--- THE PROBLEM ---
What is needed is each line of the data below that holds the string "sign".

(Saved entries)
========================

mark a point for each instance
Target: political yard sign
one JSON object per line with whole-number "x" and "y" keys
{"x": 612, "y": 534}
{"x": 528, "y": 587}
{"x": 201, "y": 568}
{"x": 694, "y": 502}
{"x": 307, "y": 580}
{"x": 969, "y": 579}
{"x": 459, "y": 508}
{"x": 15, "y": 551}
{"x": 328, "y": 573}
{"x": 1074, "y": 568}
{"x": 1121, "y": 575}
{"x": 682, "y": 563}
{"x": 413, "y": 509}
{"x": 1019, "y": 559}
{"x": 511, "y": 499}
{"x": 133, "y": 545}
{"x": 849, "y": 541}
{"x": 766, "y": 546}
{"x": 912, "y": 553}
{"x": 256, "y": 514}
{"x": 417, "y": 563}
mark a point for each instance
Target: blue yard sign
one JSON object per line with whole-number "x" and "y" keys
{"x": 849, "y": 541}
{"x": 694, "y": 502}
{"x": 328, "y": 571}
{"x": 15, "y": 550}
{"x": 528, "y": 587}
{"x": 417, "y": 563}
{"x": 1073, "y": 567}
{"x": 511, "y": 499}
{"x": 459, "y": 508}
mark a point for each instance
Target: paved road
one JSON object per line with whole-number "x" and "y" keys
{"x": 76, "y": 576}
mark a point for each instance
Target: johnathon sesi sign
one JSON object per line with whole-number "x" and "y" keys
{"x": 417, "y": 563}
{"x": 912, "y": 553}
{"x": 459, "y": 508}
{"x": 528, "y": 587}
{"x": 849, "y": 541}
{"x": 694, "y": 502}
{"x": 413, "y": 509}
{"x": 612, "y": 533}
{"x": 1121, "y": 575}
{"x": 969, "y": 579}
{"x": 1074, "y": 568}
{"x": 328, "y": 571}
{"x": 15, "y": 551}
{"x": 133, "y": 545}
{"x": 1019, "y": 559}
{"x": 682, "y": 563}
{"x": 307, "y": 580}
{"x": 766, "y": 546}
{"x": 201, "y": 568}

========================

--- RESULT OF THIS EXERCISE ---
Target: political yard sign
Target: blue yard sign
Target: johnathon sesi sign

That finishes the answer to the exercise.